Start of Block
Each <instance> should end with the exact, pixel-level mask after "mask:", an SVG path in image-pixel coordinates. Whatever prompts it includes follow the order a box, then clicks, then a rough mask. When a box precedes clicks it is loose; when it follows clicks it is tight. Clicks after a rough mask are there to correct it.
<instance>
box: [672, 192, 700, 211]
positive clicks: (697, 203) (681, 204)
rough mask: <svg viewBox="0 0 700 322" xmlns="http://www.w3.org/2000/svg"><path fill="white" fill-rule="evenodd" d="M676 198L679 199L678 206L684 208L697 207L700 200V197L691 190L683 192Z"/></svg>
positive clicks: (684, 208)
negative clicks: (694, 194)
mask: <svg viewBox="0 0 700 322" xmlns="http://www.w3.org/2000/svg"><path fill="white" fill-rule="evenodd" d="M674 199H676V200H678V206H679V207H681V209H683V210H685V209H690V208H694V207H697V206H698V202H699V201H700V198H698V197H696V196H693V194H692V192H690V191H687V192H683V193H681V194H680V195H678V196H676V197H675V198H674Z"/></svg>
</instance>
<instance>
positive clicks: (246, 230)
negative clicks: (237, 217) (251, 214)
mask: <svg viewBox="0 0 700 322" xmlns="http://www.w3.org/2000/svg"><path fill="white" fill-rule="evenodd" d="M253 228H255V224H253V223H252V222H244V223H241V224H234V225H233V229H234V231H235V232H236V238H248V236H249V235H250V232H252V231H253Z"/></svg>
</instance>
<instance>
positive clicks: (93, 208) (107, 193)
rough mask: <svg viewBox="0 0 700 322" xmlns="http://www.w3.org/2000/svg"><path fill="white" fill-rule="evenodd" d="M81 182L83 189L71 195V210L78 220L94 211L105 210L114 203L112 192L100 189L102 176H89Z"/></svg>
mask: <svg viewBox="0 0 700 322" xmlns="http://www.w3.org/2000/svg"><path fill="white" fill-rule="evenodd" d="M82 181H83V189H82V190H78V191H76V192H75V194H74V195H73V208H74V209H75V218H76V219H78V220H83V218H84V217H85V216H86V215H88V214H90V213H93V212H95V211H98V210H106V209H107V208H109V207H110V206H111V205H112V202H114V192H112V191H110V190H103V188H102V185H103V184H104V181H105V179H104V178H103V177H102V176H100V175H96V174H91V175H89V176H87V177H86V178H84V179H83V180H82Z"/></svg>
End of Block
What is expected — The records above need to be duplicated. Keep every word unchanged.

Exercise result —
Each <instance> should end with the exact, pixel-level mask after "mask:", an SVG path in image-pixel coordinates. Whatever prompts it includes follow the order a box, then clicks, then a rough mask. When a box precedes clicks it is loose; when it follows clicks it is tight. Clicks after a rough mask are there to correct it.
<instance>
box: [672, 192, 700, 211]
positive clicks: (697, 203) (681, 204)
rough mask: <svg viewBox="0 0 700 322" xmlns="http://www.w3.org/2000/svg"><path fill="white" fill-rule="evenodd" d="M676 198L679 199L678 206L684 208L697 207L700 200V197L691 190L683 192Z"/></svg>
positive clicks: (684, 208)
negative clicks: (694, 194)
mask: <svg viewBox="0 0 700 322" xmlns="http://www.w3.org/2000/svg"><path fill="white" fill-rule="evenodd" d="M674 199H676V200H678V206H679V207H681V209H683V210H685V209H690V208H694V207H697V206H698V202H699V201H700V198H698V197H696V196H693V194H692V192H690V191H687V192H683V193H681V194H680V195H678V196H676V197H675V198H674Z"/></svg>
</instance>
<instance>
positive clicks: (246, 230)
negative clicks: (237, 217) (251, 214)
mask: <svg viewBox="0 0 700 322" xmlns="http://www.w3.org/2000/svg"><path fill="white" fill-rule="evenodd" d="M253 228H255V224H253V223H252V222H244V223H241V224H234V225H233V229H234V231H235V232H236V238H248V236H249V235H250V232H252V231H253Z"/></svg>
</instance>
<instance>
positive clicks: (93, 208) (107, 193)
rough mask: <svg viewBox="0 0 700 322" xmlns="http://www.w3.org/2000/svg"><path fill="white" fill-rule="evenodd" d="M81 182L83 189L71 195V210L78 220L94 211L105 210L114 203L112 192L100 189L102 176H89Z"/></svg>
mask: <svg viewBox="0 0 700 322" xmlns="http://www.w3.org/2000/svg"><path fill="white" fill-rule="evenodd" d="M82 181H83V189H82V190H78V191H76V192H75V194H74V195H73V208H74V209H75V218H76V219H78V220H83V218H84V217H85V216H86V215H88V214H90V213H93V212H95V211H98V210H106V209H107V208H109V207H110V206H111V205H112V202H114V192H112V191H110V190H103V188H102V185H103V184H104V181H105V179H104V178H103V177H102V176H100V175H96V174H91V175H89V176H87V177H86V178H84V179H83V180H82Z"/></svg>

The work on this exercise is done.